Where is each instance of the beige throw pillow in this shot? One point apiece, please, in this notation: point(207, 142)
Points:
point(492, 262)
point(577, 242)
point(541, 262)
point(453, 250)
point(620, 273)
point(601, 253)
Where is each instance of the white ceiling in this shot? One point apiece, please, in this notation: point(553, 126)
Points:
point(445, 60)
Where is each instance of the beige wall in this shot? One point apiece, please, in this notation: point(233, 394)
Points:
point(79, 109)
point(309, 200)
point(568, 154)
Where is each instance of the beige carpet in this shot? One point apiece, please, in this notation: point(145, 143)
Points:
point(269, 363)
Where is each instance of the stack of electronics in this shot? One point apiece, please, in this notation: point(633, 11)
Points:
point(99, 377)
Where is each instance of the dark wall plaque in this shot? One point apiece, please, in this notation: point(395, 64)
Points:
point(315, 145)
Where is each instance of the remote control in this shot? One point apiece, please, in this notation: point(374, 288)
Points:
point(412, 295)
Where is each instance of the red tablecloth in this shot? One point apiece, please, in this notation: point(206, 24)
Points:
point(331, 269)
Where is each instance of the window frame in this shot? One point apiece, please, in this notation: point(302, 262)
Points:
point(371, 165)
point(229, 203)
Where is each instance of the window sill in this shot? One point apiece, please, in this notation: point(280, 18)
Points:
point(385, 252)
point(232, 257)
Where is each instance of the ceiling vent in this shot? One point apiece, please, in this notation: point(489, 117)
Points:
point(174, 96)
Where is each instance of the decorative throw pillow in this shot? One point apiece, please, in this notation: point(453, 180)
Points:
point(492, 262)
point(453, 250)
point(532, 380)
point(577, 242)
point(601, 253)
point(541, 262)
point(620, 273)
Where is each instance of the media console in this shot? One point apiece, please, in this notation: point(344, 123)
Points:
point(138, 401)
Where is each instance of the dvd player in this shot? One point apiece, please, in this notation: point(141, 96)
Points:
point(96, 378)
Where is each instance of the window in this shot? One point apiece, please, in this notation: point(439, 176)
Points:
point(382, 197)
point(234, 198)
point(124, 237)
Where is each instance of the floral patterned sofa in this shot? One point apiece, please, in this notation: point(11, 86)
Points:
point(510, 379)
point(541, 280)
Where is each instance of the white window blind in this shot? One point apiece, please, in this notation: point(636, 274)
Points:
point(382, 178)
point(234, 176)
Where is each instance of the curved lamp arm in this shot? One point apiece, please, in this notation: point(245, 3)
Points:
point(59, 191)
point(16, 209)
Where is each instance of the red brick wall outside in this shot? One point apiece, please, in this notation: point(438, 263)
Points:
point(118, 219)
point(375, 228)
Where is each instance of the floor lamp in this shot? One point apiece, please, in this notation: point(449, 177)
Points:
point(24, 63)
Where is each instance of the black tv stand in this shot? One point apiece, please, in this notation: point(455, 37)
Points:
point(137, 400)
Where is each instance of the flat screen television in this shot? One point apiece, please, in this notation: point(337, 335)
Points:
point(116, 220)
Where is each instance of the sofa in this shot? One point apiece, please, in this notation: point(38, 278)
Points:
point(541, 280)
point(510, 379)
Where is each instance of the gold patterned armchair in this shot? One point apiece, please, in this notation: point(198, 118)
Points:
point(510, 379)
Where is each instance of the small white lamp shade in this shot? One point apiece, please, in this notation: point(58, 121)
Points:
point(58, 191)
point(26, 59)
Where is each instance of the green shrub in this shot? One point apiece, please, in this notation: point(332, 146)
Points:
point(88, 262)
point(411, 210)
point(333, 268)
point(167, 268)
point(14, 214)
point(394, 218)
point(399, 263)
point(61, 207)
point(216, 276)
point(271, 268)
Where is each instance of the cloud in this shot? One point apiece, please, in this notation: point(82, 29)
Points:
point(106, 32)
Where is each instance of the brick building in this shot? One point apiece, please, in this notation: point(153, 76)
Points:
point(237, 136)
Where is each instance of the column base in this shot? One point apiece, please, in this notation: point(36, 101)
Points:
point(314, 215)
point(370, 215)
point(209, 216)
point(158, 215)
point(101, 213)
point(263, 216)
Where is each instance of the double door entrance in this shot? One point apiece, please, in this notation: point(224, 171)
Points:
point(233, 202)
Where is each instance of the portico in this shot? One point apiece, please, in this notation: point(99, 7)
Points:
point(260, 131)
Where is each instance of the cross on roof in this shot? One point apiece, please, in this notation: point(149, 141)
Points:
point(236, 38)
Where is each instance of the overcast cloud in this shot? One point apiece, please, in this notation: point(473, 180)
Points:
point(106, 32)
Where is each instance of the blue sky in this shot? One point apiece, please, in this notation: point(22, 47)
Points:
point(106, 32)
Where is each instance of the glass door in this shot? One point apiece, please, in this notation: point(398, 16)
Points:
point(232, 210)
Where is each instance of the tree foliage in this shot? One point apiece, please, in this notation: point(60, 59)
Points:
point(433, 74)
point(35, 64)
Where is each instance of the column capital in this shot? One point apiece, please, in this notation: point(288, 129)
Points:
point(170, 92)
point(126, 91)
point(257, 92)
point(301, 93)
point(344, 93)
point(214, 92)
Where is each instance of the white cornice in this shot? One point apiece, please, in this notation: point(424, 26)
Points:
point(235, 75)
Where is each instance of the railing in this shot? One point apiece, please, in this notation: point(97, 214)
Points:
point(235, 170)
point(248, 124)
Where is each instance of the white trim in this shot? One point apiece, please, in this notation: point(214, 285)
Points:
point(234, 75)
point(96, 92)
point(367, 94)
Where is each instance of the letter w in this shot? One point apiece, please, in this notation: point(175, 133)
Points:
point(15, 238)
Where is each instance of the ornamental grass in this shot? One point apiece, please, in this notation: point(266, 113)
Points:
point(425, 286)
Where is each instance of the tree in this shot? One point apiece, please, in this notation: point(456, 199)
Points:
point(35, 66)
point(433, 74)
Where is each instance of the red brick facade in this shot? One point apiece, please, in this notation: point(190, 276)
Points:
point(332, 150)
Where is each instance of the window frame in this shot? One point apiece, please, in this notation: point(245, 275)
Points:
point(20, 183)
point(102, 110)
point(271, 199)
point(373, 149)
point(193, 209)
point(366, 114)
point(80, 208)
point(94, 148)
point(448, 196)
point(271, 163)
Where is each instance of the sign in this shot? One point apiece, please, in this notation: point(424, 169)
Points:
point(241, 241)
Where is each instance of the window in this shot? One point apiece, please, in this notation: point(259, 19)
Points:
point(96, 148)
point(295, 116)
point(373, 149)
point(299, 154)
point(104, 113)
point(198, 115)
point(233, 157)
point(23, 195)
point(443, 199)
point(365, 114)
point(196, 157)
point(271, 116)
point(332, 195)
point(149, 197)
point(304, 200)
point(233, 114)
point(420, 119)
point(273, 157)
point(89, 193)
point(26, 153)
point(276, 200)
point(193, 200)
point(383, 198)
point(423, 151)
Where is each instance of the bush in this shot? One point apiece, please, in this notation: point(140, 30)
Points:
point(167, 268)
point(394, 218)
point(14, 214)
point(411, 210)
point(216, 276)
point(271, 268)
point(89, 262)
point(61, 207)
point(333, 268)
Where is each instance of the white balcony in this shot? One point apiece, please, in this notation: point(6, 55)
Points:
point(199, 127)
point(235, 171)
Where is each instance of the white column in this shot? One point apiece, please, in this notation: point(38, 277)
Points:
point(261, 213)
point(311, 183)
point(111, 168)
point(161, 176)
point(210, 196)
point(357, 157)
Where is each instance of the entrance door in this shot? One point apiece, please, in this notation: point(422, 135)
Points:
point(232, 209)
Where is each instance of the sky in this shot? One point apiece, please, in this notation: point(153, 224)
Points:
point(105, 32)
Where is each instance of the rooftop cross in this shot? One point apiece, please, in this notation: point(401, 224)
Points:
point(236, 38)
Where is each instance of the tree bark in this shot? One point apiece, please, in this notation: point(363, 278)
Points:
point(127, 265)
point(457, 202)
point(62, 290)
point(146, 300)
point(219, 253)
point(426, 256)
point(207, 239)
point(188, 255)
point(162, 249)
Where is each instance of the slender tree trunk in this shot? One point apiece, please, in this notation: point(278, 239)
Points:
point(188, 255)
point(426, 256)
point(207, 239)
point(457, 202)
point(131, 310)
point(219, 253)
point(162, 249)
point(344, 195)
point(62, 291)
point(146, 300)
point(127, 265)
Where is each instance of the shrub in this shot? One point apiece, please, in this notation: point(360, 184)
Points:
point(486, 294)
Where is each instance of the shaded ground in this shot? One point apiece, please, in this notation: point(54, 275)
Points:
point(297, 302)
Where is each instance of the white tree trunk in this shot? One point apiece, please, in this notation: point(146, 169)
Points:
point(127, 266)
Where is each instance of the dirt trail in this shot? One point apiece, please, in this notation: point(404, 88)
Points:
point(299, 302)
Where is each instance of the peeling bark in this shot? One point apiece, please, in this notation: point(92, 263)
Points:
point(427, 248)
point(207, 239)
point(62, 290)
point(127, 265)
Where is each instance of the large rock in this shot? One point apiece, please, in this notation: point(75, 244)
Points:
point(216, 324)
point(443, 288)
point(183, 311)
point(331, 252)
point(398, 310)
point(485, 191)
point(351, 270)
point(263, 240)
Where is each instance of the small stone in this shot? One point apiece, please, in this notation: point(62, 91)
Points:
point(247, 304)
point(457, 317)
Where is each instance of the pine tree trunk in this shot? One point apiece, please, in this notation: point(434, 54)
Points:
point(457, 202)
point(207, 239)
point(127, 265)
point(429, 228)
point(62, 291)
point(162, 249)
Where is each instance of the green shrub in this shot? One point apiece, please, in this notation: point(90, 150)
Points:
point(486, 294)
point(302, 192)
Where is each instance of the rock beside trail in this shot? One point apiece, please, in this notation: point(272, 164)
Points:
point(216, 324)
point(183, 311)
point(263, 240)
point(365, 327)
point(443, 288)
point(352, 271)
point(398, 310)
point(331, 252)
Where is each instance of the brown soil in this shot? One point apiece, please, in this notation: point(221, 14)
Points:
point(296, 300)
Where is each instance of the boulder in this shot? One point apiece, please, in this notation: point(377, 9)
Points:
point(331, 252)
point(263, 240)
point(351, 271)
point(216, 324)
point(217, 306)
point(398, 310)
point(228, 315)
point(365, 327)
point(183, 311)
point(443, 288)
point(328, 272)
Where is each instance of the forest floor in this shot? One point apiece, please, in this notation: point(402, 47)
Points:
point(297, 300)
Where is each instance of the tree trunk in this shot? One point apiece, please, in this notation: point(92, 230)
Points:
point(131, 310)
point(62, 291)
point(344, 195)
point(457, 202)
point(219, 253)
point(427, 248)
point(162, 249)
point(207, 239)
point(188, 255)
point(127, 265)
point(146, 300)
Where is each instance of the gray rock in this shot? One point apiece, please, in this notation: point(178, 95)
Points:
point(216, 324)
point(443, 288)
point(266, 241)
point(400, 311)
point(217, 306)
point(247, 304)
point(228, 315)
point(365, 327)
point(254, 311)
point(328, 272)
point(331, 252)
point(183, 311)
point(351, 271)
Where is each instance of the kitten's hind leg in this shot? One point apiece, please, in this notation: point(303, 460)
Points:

* WHAT NEEDS TO BE DONE *
Reproduce all lines from the records above that include the word "column".

* RESULT OF THIS EXERCISE *
Where is each instance of the column base in this shot? One point apiece, please, in this notation: point(36, 101)
Where is each instance of the column capital in this shot? One point apiece, please, in this notation: point(288, 129)
Where is each instance of the white column in this shot? One point apiece, please, in this notation: point(38, 277)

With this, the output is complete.